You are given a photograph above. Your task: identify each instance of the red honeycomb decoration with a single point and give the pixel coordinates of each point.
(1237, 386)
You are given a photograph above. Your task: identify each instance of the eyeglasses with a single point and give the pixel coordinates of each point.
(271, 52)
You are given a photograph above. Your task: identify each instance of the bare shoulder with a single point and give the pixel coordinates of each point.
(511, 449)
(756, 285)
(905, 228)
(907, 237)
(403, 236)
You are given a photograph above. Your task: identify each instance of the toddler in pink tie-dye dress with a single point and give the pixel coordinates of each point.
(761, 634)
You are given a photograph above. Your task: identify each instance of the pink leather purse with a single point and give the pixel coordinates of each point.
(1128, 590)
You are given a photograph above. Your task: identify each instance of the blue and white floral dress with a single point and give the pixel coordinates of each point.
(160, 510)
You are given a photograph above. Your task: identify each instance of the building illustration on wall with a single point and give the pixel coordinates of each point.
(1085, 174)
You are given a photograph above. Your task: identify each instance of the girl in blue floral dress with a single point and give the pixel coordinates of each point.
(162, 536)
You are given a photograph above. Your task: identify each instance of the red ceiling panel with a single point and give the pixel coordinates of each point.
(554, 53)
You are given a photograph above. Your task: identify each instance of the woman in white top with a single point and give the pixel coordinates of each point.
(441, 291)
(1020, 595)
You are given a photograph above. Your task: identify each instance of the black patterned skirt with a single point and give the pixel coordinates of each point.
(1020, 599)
┄┄┄┄┄┄
With the line containing "of the woman" as the first and the last line of the data as the final one, copy every line between them exactly, those two included.

You are given a photograph above. Your task: identify each instance of the woman in white top with a single point and give the pixel coordinates of each point.
(441, 291)
(1020, 595)
You are given a photograph above. Your task: identify each instance of the black patterned skirt with a single point and give the pixel coordinates of each point.
(1020, 599)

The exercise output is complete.